• [About this task]: Please transcribe the data that follows, keeping every line exact.

(Stored data entries)
------------------------------------------------------------

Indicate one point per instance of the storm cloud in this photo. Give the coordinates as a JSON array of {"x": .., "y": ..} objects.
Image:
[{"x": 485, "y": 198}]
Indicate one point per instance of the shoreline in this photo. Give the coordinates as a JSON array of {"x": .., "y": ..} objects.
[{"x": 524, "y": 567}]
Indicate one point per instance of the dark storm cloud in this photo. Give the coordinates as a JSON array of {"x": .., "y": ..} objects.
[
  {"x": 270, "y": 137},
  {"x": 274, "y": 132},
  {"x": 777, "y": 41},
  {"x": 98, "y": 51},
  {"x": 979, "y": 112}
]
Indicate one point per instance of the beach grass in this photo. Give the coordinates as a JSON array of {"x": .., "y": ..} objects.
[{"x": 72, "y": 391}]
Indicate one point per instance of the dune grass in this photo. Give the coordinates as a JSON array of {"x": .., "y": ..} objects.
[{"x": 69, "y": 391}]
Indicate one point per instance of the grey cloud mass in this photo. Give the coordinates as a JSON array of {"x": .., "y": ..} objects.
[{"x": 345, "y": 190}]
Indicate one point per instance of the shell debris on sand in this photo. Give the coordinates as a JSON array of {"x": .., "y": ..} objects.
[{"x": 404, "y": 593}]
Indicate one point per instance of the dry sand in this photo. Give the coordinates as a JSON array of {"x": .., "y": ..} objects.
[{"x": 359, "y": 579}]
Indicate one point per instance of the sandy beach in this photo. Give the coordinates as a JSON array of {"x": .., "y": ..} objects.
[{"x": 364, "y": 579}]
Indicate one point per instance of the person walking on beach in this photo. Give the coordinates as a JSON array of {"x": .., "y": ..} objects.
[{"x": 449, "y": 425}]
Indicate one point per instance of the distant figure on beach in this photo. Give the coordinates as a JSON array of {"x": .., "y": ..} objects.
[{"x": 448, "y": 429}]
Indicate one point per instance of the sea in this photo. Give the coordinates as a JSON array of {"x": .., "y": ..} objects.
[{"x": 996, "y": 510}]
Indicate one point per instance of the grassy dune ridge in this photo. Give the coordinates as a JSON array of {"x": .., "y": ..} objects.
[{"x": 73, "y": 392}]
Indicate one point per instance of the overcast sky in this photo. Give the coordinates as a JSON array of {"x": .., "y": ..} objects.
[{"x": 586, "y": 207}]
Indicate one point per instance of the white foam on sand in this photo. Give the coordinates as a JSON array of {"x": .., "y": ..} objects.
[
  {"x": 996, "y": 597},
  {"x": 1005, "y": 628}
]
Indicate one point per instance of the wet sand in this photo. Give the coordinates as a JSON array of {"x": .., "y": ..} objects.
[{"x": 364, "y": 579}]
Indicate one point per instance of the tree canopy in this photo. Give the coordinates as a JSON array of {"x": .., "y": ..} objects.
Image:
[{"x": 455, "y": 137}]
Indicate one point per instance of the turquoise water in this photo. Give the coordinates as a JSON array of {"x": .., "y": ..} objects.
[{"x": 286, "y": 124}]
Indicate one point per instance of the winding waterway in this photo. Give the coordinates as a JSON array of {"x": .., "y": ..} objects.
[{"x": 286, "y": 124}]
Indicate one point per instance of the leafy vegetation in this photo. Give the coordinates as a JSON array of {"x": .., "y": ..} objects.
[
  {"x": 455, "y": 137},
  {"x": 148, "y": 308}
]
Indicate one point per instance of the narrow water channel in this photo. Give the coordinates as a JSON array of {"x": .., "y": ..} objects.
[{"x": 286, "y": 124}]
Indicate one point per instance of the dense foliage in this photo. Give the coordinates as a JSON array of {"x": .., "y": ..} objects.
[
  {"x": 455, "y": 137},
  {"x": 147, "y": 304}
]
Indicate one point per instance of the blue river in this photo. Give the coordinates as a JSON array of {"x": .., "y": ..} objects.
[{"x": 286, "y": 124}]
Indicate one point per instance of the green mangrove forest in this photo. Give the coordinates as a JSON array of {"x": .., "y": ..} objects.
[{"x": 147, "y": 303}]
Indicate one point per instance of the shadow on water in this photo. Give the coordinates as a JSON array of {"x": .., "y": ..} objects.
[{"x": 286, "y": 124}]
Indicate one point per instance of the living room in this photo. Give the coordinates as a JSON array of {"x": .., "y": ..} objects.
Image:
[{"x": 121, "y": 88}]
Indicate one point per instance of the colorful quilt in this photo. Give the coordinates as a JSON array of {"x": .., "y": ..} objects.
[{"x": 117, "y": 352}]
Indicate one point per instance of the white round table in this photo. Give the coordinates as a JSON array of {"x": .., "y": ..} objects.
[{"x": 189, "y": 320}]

------------------------------------------------------------

• [Result of this task]:
Indicate one point per instance of the storm cloud in this photo. Give the coordinates as a JSON array of {"x": .., "y": ..} objects.
Image:
[{"x": 485, "y": 198}]
Indicate one point per instance of the shoreline in this photo. Give the coordinates as a JSON array of {"x": .., "y": ..} objects.
[{"x": 524, "y": 567}]
Indicate one point per instance of the dark storm cloud in this photo. Give the coordinates as a JSON array of {"x": .., "y": ..} objects.
[
  {"x": 270, "y": 137},
  {"x": 274, "y": 132},
  {"x": 777, "y": 41},
  {"x": 98, "y": 51},
  {"x": 979, "y": 112}
]
Indicate one point per instance of the beach grass in this photo. Give the coordinates as a JSON array of {"x": .., "y": ..} objects.
[{"x": 72, "y": 391}]
Indicate one point per instance of the dune grass in this photo. Give the coordinates as a JSON array of {"x": .., "y": ..} objects.
[{"x": 69, "y": 391}]
Indicate one point per instance of the grey cloud mass in this photo. Give the coordinates as a JSON array of {"x": .., "y": ..} objects.
[{"x": 345, "y": 190}]
Indicate one point per instance of the shell debris on sand in this photo. Give the coordinates as a JSON array of {"x": .., "y": ..} objects.
[{"x": 404, "y": 593}]
Indicate one point per instance of the dry sand in this photo. Give the coordinates as a JSON array of {"x": .., "y": ..} objects.
[{"x": 359, "y": 579}]
Indicate one point per instance of the sandy beach in this photo. Give the coordinates as a JSON array of {"x": .., "y": ..} objects.
[{"x": 364, "y": 579}]
Indicate one point per instance of the person walking on beach in this photo. Give the coordinates as a JSON array of {"x": .., "y": ..} objects.
[{"x": 449, "y": 425}]
Indicate one point per instance of the distant figure on beach in this photo. Give the coordinates as a JSON array of {"x": .., "y": ..} objects.
[{"x": 448, "y": 429}]
Indicate one point per instance of the sea in this photo. Give the coordinates as a JSON array of {"x": .., "y": ..} objects.
[{"x": 996, "y": 510}]
Indicate one point per instance of the grassy dune ridge in this photo. Give the coordinates as a JSON array of {"x": .., "y": ..} objects.
[{"x": 73, "y": 392}]
Indicate one point per instance of the overcast sky in this photo. Give the coordinates as a JSON array of {"x": .., "y": ..} objects.
[{"x": 586, "y": 207}]
Indicate one point per instance of the white foam on sand in this photo. Give the coordinates as a JSON array of {"x": .., "y": ..} objects.
[
  {"x": 996, "y": 597},
  {"x": 1005, "y": 628}
]
Indicate one point per instance of the wet sand in this photo. Give the coordinates as a JSON array of {"x": .., "y": ..} objects.
[{"x": 364, "y": 579}]
Indicate one point per instance of the tree canopy in this photo. Give the coordinates as a JSON array of {"x": .., "y": ..} objects.
Image:
[{"x": 455, "y": 137}]
Indicate one point per instance of the turquoise water in this photo. Give the coordinates as a JSON array of {"x": .., "y": ..} objects.
[{"x": 286, "y": 124}]
Indicate one point per instance of the winding waterway in this photo. Give the coordinates as a JSON array of {"x": .., "y": ..} objects.
[{"x": 286, "y": 124}]
Indicate one point per instance of the leafy vegetation in this photo. Give the coordinates as a JSON array of {"x": .., "y": ..} objects.
[
  {"x": 455, "y": 137},
  {"x": 148, "y": 308}
]
Indicate one point per instance of the narrow water channel in this photo. Give the coordinates as a JSON array of {"x": .., "y": ..} objects.
[{"x": 286, "y": 124}]
Indicate one point per instance of the dense foliage in this photo. Give the coordinates as a JSON array of {"x": .., "y": ..} objects.
[
  {"x": 455, "y": 137},
  {"x": 147, "y": 304}
]
Indicate one point per instance of the blue river in this photo. Give the coordinates as a JSON array of {"x": .., "y": ..} objects.
[{"x": 286, "y": 124}]
Indicate one point per instance of the green mangrove forest in this photo. Give the coordinates as a JSON array of {"x": .., "y": ..} objects.
[{"x": 147, "y": 303}]
Indicate one point per instance of the shadow on water in this photo. Give the coordinates as a JSON array of {"x": .., "y": ..} objects.
[{"x": 286, "y": 124}]
Indicate one point per instance of the living room in this photo. Give the coordinates as a JSON array of {"x": .., "y": ..} objects.
Image:
[{"x": 121, "y": 88}]
Indicate one point per instance of the colorful quilt in this photo. Give the coordinates as a JSON array of {"x": .., "y": ..} objects.
[{"x": 117, "y": 352}]
Indicate one point per instance of the white round table in this photo. Give the coordinates as a JSON array of {"x": .., "y": ..} objects.
[{"x": 189, "y": 320}]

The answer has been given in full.